── Input material

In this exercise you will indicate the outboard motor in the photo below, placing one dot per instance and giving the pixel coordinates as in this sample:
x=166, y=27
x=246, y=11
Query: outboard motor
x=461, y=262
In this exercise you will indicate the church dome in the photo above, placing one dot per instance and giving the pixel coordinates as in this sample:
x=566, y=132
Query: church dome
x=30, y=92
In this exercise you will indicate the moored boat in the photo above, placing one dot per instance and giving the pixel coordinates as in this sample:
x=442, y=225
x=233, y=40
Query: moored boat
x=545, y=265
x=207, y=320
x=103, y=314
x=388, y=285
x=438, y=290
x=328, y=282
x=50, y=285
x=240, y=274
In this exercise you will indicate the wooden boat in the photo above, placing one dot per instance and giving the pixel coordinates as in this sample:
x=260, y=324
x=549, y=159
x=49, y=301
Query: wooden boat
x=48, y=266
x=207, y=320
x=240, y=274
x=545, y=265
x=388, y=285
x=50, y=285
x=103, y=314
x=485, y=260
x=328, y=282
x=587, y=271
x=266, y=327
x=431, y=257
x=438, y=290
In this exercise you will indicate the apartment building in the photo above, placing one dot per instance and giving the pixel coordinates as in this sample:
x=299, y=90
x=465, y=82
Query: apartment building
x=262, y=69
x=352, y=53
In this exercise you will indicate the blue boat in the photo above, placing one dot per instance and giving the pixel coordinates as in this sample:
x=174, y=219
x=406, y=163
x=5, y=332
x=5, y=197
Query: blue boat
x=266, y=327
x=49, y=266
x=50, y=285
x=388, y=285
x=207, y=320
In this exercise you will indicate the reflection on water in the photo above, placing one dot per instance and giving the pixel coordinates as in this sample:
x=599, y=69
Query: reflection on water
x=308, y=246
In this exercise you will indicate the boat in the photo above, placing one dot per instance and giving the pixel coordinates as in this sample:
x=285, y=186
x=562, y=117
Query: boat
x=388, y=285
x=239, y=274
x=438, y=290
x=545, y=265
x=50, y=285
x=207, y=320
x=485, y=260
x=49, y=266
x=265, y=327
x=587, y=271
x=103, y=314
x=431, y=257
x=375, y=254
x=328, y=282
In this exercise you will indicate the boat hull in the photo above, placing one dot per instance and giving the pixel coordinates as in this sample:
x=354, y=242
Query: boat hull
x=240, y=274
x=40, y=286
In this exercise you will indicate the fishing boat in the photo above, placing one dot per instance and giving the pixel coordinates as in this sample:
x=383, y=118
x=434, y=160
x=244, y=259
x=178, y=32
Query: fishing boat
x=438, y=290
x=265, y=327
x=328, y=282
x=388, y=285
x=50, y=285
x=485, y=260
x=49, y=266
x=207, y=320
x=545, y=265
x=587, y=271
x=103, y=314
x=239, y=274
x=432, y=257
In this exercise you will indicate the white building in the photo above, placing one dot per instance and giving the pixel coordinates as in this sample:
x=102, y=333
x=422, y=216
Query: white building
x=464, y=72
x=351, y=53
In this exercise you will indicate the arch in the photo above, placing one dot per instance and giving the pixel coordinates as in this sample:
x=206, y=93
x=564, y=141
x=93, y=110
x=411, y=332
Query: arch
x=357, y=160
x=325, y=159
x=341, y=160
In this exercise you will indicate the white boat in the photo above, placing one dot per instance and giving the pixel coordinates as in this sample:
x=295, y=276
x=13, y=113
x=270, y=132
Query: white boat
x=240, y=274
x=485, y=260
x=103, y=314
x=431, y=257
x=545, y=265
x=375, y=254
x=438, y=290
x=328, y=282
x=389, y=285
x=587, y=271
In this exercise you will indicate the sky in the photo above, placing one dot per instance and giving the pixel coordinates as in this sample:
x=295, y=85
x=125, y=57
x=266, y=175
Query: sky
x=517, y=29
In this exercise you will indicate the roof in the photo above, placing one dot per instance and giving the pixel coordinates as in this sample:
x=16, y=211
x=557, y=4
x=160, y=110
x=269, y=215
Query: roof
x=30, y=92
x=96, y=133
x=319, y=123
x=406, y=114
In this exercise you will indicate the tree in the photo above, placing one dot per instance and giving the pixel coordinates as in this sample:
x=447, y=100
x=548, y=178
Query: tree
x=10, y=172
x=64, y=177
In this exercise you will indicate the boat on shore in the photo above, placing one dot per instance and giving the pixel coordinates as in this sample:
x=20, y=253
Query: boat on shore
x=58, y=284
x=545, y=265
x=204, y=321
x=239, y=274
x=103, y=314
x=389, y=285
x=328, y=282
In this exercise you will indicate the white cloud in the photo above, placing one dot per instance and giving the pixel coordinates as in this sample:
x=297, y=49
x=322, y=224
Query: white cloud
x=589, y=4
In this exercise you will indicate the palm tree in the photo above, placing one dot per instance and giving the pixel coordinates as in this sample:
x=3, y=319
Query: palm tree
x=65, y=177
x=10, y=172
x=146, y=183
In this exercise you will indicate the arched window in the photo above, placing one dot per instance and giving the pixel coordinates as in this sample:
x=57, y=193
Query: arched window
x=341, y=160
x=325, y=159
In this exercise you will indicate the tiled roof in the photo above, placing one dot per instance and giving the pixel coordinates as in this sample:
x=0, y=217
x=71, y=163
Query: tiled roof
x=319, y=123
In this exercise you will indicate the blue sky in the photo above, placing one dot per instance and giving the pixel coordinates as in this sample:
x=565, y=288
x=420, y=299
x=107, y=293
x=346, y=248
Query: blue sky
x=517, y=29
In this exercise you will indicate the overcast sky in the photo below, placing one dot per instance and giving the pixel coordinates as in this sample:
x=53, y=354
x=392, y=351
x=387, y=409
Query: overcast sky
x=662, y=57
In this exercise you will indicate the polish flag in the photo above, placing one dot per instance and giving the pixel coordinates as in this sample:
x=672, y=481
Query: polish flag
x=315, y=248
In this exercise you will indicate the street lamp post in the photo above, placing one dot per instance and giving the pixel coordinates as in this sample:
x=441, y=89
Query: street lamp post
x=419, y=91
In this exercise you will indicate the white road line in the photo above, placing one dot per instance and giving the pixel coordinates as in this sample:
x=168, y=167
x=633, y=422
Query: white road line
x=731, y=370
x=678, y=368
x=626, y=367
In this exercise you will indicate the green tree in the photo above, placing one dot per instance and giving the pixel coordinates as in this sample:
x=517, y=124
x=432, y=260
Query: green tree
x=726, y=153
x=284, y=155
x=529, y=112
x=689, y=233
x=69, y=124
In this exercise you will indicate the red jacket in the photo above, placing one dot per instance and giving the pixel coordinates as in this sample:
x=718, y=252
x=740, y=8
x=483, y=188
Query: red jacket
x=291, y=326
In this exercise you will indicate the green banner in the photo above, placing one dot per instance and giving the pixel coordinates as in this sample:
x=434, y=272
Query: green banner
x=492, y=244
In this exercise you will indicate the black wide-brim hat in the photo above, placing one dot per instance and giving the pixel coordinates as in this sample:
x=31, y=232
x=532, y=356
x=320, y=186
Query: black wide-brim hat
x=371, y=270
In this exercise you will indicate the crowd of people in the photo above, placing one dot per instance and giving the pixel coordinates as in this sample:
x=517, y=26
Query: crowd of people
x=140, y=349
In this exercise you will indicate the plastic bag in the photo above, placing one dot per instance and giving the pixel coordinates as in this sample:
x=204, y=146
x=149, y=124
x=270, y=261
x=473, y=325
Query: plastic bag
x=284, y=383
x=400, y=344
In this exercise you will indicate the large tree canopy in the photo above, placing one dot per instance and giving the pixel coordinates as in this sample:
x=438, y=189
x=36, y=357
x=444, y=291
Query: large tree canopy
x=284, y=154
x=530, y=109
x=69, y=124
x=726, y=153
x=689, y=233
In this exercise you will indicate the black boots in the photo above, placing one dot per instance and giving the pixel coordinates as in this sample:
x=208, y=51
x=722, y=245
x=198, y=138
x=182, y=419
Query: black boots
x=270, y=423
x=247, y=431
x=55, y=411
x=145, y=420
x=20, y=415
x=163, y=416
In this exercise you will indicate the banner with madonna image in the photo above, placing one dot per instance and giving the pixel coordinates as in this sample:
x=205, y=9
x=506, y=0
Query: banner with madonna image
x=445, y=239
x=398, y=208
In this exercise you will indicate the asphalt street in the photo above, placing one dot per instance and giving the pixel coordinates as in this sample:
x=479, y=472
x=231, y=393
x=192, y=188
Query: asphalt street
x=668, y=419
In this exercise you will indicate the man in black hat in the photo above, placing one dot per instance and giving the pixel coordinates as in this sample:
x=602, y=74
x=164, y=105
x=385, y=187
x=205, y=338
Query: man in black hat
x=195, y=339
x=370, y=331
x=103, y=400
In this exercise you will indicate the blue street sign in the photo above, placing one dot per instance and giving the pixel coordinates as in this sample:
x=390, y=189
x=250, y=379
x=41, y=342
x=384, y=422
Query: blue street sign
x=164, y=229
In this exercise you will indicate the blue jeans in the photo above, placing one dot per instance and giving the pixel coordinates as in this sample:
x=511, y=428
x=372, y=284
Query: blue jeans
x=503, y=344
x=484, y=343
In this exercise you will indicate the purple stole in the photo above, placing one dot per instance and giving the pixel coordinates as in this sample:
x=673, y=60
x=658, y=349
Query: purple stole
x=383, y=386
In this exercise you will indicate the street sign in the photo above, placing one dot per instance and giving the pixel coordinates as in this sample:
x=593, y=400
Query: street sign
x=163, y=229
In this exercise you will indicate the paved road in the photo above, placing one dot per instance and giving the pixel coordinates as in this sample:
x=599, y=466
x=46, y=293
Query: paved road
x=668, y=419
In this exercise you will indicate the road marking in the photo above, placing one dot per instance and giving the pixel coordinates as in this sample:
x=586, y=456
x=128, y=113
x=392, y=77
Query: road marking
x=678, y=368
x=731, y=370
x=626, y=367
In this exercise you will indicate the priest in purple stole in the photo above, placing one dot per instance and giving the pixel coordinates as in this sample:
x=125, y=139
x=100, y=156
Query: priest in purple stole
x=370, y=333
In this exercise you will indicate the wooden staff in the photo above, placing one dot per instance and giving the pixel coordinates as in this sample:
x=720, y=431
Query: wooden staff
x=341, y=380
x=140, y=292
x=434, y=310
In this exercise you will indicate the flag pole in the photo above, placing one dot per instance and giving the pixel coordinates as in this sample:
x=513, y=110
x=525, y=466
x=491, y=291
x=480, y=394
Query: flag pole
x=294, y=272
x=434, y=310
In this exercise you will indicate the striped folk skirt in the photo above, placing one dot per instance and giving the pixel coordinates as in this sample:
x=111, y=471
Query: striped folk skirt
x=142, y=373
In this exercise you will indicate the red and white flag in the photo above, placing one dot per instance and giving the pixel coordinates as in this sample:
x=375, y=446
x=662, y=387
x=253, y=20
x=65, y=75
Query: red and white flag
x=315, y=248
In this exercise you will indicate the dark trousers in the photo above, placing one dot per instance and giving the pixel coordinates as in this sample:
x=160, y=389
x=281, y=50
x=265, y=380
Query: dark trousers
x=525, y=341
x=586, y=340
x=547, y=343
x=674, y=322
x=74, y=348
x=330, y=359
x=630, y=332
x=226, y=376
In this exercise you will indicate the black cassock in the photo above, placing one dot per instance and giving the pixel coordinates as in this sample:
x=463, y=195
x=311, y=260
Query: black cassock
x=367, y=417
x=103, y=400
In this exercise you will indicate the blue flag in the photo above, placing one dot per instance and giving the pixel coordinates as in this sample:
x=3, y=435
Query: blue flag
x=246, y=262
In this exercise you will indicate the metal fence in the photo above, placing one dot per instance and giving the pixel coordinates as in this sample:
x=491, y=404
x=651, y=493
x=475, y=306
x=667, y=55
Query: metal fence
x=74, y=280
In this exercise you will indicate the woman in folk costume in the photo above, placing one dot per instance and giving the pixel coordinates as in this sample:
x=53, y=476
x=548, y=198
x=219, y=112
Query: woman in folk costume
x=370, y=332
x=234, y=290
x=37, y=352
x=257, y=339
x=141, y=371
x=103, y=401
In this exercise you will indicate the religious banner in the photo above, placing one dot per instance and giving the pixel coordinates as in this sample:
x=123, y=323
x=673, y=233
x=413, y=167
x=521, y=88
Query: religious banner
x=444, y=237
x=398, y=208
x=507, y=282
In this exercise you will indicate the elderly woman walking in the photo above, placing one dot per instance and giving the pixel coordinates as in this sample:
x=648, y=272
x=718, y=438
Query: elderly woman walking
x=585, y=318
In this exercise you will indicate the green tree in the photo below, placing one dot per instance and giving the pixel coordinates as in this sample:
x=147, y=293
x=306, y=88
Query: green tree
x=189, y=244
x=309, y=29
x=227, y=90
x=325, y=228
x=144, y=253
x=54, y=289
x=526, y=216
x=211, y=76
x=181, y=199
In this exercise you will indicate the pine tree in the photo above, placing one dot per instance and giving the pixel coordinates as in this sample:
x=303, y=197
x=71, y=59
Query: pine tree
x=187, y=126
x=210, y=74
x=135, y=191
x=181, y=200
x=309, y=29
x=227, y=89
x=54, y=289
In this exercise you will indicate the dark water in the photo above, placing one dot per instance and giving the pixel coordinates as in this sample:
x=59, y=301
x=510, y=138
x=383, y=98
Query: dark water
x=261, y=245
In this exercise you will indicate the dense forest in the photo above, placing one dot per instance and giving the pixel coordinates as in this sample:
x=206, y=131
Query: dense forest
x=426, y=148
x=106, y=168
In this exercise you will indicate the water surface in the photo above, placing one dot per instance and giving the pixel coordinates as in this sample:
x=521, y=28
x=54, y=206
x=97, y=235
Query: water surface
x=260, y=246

────

(What to do)
Can you rewrite the entries from the line containing "In this exercise you will indicate the white building" through the line containing "x=64, y=177", both included, as a JSON list of strings with one string per line and no blank lines?

(Exercise output)
[
  "In this exercise you will indicate the white building in the photo above, placing one dot per instance and giving the pixel coordinates as in this sample:",
  "x=102, y=333",
  "x=422, y=216",
  "Query: white building",
  "x=464, y=72",
  "x=351, y=53",
  "In this exercise you will indicate the arch in the photo above, placing one dot per instance and giving the pixel coordinates as in this sample:",
  "x=206, y=93",
  "x=564, y=141",
  "x=93, y=110",
  "x=411, y=332",
  "Query: arch",
  "x=357, y=160",
  "x=325, y=159",
  "x=341, y=160",
  "In this exercise you will indicate the white boat in the photo above, placing one dot per instance and giving the pixel coordinates as in this sample:",
  "x=295, y=276",
  "x=13, y=113",
  "x=270, y=132",
  "Query: white boat",
  "x=240, y=274",
  "x=485, y=260",
  "x=103, y=314",
  "x=431, y=257",
  "x=545, y=265",
  "x=375, y=254",
  "x=438, y=290",
  "x=328, y=282",
  "x=389, y=285",
  "x=587, y=271",
  "In this exercise you will indicate the sky in the photo above, placing one dot per instance and giving the pixel coordinates as in this sample:",
  "x=295, y=85",
  "x=125, y=57",
  "x=266, y=175",
  "Query: sky",
  "x=517, y=29",
  "In this exercise you will indicate the roof in the photo above, placing one dot per instance and giving the pixel coordinates as in this sample:",
  "x=16, y=211",
  "x=557, y=4",
  "x=160, y=110",
  "x=269, y=215",
  "Query: roof",
  "x=30, y=92",
  "x=96, y=133",
  "x=319, y=123",
  "x=406, y=114",
  "In this exercise you will indicate the tree in the photo above, placing one dot per instance and giving the pixel coordinates as in this sample:",
  "x=447, y=100",
  "x=548, y=178",
  "Query: tree",
  "x=10, y=172",
  "x=64, y=177"
]